Excerpts of labeled region data:

** start **

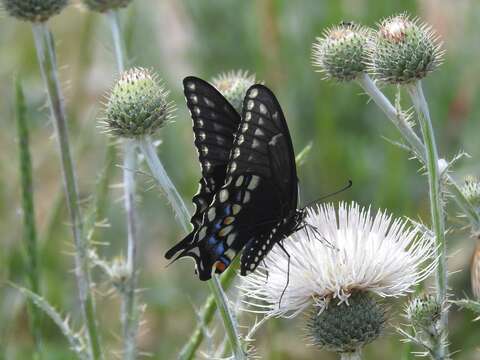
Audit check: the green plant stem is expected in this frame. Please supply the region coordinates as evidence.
[107,9,139,360]
[178,256,240,360]
[357,74,480,230]
[32,23,103,360]
[107,9,126,74]
[137,137,245,359]
[340,350,362,360]
[408,81,448,360]
[137,137,190,232]
[208,270,247,360]
[122,140,138,360]
[15,78,42,357]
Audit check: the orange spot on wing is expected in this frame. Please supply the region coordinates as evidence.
[214,261,227,273]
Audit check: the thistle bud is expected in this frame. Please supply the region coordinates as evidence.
[312,22,369,81]
[83,0,132,12]
[308,291,385,353]
[470,240,480,300]
[368,14,443,84]
[406,295,442,329]
[212,70,256,114]
[103,68,172,138]
[461,176,480,209]
[1,0,68,22]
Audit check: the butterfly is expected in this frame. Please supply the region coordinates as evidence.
[165,76,306,280]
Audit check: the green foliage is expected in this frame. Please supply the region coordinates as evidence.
[2,0,69,22]
[308,291,385,353]
[369,15,443,84]
[83,0,132,12]
[103,68,171,138]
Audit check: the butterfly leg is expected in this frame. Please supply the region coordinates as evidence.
[278,240,290,308]
[262,260,268,284]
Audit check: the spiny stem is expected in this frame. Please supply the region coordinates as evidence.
[178,256,240,360]
[357,74,480,230]
[208,270,247,360]
[107,9,125,74]
[137,137,246,359]
[122,140,138,359]
[408,81,448,359]
[340,350,362,360]
[107,9,139,360]
[15,78,42,357]
[138,137,190,232]
[32,23,103,360]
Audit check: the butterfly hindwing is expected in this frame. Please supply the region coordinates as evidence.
[165,76,240,259]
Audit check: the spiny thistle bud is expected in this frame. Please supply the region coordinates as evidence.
[1,0,69,22]
[83,0,132,12]
[368,14,443,84]
[307,291,385,353]
[461,176,480,208]
[406,294,442,329]
[470,239,480,300]
[312,22,369,81]
[103,68,172,138]
[212,70,256,114]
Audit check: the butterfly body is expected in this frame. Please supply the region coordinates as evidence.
[166,77,305,280]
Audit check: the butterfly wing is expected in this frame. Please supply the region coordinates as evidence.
[172,84,297,280]
[240,85,298,275]
[165,76,240,259]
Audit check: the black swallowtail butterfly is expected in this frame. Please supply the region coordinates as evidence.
[165,77,305,280]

** end **

Problem description:
Return, unchanged, the stretch of the items from the line containing "Audit check: the butterfly wing" through the end of the items, with both ends included.

Exercise answer:
Audit check: the butterfly wing is expected in this frame. Please supply the region coordinates as evidence.
[172,84,297,280]
[240,85,298,275]
[165,76,240,259]
Audit check: the black swallowtail butterfly is expected in this frame. Please supply the region coordinates as evidence.
[165,77,305,280]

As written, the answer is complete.